Trechos de um conjunto de dados de anotação de localização
───
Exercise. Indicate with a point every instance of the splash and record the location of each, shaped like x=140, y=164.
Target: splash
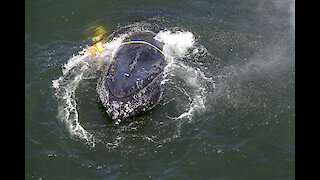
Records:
x=183, y=74
x=74, y=71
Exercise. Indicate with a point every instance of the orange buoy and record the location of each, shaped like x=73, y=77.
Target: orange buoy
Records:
x=95, y=49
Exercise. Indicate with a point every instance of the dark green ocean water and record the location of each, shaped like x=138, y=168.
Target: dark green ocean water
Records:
x=228, y=111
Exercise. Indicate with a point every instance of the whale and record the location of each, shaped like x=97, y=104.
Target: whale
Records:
x=131, y=84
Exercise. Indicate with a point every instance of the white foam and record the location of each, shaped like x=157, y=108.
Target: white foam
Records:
x=177, y=45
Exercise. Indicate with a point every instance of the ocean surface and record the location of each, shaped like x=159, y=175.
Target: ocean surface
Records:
x=227, y=112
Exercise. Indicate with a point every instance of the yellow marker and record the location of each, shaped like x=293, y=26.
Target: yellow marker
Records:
x=95, y=49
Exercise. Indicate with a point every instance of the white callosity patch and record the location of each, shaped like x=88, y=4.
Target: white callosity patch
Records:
x=187, y=79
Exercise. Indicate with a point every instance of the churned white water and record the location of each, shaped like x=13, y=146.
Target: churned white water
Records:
x=181, y=73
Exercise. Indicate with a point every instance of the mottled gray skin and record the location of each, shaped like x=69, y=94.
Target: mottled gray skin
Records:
x=132, y=83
───
* _OBJETIVO DA TAREFA_: Transcreva fielmente todas as linhas acima, sem incluir as imagens na resposta.

* _EM RESPOSTA_:
Exercise. Indicate with a point every instance of the splash and record the location of each, shaped like x=140, y=164.
Target: splash
Records:
x=183, y=74
x=74, y=71
Exercise. Indicate with a point every instance of the orange buoy and record the location of each, shaped like x=73, y=77.
Target: orange buoy
Records:
x=95, y=49
Exercise. Indicate with a point every instance of the dark green ocean water and record the location of each, shaped like x=138, y=168.
Target: dark green ocean water
Records:
x=228, y=111
Exercise. Indicate with a point every instance of the whale and record the location of each, shaped like x=97, y=104.
Target: whale
Records:
x=131, y=84
Exercise. Indicate with a point every instance of the white foam and record the location of each, shaped like x=157, y=108.
Target: white foam
Records:
x=177, y=45
Exercise. Indicate with a point every instance of the ocean surface and record the location of each, shaped like x=159, y=175.
Target: ocean surface
Records:
x=227, y=112
Exercise. Indicate with a point every instance of the yellow marker and record the location of each, shaped like x=293, y=26.
Target: yellow marker
Records:
x=95, y=49
Exercise. Indicate with a point every instance of the white callosity patch and record the location of each, shaped like x=88, y=4.
Target: white callosity patch
Records:
x=187, y=79
Exercise. Indicate with a point every instance of the churned white water and record the location of each, shaped like x=13, y=146.
Target: churned white water
Records:
x=181, y=73
Exercise. Indicate with a point every instance of the mottled gray skin and record the location of each, shaped like x=69, y=94.
Target: mottled gray skin
Records:
x=132, y=83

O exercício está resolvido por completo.